REQUIRED TASK - Give the records below as a Markdown table with two columns, No. and Text. Number each non-blank line in order under No. and put the line itself under Text, leaving out blank lines.

MATERIAL TO PROCESS -

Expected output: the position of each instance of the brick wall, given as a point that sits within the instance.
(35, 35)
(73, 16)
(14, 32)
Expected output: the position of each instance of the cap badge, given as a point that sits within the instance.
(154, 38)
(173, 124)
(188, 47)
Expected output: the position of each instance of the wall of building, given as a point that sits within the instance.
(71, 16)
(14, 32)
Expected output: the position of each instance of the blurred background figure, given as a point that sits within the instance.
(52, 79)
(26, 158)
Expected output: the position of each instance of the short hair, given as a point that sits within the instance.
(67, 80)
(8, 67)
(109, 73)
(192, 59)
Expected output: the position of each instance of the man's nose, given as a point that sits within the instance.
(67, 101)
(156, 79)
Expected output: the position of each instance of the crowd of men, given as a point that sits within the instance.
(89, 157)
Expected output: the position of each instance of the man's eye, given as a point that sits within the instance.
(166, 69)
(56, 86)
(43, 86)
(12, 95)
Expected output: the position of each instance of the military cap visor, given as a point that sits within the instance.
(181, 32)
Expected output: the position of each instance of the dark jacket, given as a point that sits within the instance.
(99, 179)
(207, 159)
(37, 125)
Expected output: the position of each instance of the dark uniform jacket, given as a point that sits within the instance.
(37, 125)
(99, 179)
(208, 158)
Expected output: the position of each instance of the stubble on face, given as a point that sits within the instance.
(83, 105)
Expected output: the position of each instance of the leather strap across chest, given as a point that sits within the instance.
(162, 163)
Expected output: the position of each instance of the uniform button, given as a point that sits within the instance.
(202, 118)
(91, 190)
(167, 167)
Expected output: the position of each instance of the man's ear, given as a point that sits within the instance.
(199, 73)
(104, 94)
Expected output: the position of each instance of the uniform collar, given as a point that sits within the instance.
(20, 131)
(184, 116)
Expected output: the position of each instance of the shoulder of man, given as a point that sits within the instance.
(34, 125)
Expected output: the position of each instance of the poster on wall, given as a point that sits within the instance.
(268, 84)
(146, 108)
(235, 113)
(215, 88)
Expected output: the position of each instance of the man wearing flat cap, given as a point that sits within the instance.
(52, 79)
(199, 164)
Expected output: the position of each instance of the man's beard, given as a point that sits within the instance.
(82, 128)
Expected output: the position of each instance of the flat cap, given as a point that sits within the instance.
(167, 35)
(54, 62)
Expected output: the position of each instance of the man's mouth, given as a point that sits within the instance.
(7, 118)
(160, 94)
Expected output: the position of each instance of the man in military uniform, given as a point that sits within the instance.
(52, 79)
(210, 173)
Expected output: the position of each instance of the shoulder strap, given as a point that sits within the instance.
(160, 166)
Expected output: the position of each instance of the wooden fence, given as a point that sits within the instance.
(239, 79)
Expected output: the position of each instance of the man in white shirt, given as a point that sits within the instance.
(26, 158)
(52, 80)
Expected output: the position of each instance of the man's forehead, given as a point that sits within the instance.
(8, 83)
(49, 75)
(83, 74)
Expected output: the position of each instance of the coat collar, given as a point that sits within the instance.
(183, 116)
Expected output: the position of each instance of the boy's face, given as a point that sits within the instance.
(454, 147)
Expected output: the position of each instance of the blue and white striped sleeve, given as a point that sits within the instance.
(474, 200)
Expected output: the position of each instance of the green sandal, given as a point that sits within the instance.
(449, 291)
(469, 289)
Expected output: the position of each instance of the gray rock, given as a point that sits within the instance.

WRITTEN REPLY -
| No. | Text |
|---|---|
| 1 | Expected output: the position of each instance of the brick wall, given as a point that sits within the instance. |
| 2 | (35, 35) |
| 3 | (73, 16) |
| 4 | (14, 32) |
| 5 | Expected output: the position of each instance of the cap badge, given as a point that sits within the instance. |
| 6 | (154, 38) |
| 7 | (173, 124) |
| 8 | (188, 47) |
| 9 | Expected output: the position of each instance of the wall of building, given as a point that sits within the instance. |
| 10 | (71, 16) |
| 11 | (14, 32) |
| 12 | Expected output: the position of each instance of the blurred background figure, given as a point that sits within the instance. |
| 13 | (52, 79) |
| 14 | (26, 158) |
| 15 | Expected output: the position of each instance of the short hair, given as a point that sits within the instance. |
| 16 | (67, 80) |
| 17 | (8, 67) |
| 18 | (109, 73) |
| 19 | (192, 59) |
| 20 | Expected output: the position of each instance of the man's nose, given as a point that sits within the instance. |
| 21 | (67, 101) |
| 22 | (156, 79) |
| 23 | Expected output: the position of each instance of the crowd of men, given as a point that sits within the instance. |
| 24 | (89, 157) |
| 25 | Expected output: the position of each instance of the man's eye, given as a point that sits within the instance. |
| 26 | (166, 69) |
| 27 | (56, 86) |
| 28 | (43, 86) |
| 29 | (12, 95) |
| 30 | Expected output: the position of each instance of the military cap visor, given as a point that sits within the instance. |
| 31 | (181, 32) |
| 32 | Expected output: the position of each instance of the dark jacket, given as a point that sits within the instance. |
| 33 | (99, 179) |
| 34 | (207, 159) |
| 35 | (37, 125) |
| 36 | Expected output: the position of each instance of the dark uniform jacket, given as a point that sits within the instance. |
| 37 | (37, 125) |
| 38 | (99, 179) |
| 39 | (208, 158) |
| 40 | Expected output: the position of each instance of the stubble on face, given as a point that sits within the instance. |
| 41 | (83, 105) |
| 42 | Expected output: the position of each instance of the leather strap across chest, given as a point that sits within the instance. |
| 43 | (162, 163) |
| 44 | Expected output: the position of each instance of the uniform button, given as a point that sits within the instance. |
| 45 | (202, 118) |
| 46 | (91, 190) |
| 47 | (167, 167) |
| 48 | Expected output: the position of each instance of the man's ear, given as a point that sits within the instance. |
| 49 | (199, 73) |
| 50 | (104, 94) |
| 51 | Expected output: the position of each instance of the uniform collar, given as a point that sits within the instance. |
| 52 | (20, 131) |
| 53 | (184, 116) |
| 54 | Expected output: the position of each instance of the shoulder of man, given as a point that sits within the instance. |
| 55 | (34, 125) |
| 56 | Expected output: the position of each instance of the poster on wall, given as a point that sits within the instance. |
| 57 | (268, 84) |
| 58 | (146, 108) |
| 59 | (235, 113) |
| 60 | (215, 88) |
| 61 | Expected output: the position of each instance of the man wearing flat cap, given as a point that sits within the instance. |
| 62 | (52, 79) |
| 63 | (199, 164) |
| 64 | Expected output: the position of each instance of the man's beard, given as a point that sits within the instance. |
| 65 | (82, 128) |
| 66 | Expected output: the position of each instance of the flat cap, given as a point that sits within the instance. |
| 67 | (167, 35) |
| 68 | (54, 62) |
| 69 | Expected output: the position of each instance of the man's mouth, given as a point that sits within the instance. |
| 70 | (7, 118) |
| 71 | (160, 94) |
| 72 | Expected output: the position of each instance of the man in military uniform, given as a point that sits within the instance. |
| 73 | (52, 79) |
| 74 | (210, 173) |
| 75 | Expected output: the position of each instance of the shoulder strap, given as a point that sits within the instance. |
| 76 | (160, 166) |
| 77 | Expected output: the position of each instance of the wooden fence, given as a point that sits within the instance. |
| 78 | (239, 79) |
| 79 | Expected output: the position of each instance of the man in white shirt, given as a point that sits within the instance. |
| 80 | (26, 158) |
| 81 | (52, 80) |
| 82 | Expected output: the position of each instance of the man's forehead, given as a point that sits within the instance. |
| 83 | (8, 83) |
| 84 | (49, 75) |
| 85 | (83, 74) |
| 86 | Expected output: the position of each instance of the coat collar, given as a point that sits within the instance. |
| 87 | (183, 116) |
| 88 | Expected output: the position of each instance of the boy's face, given as a point that sits within the instance. |
| 89 | (454, 147) |
| 90 | Expected output: the position of each instance of the blue and white striped sleeve, given as a point that sits within the instance. |
| 91 | (474, 200) |
| 92 | Expected output: the position of each instance of the green sandal, given as a point that sits within the instance. |
| 93 | (449, 291) |
| 94 | (469, 289) |
| 95 | Expected output: the position of each instance of the gray rock, given as a point that sits within the instance. |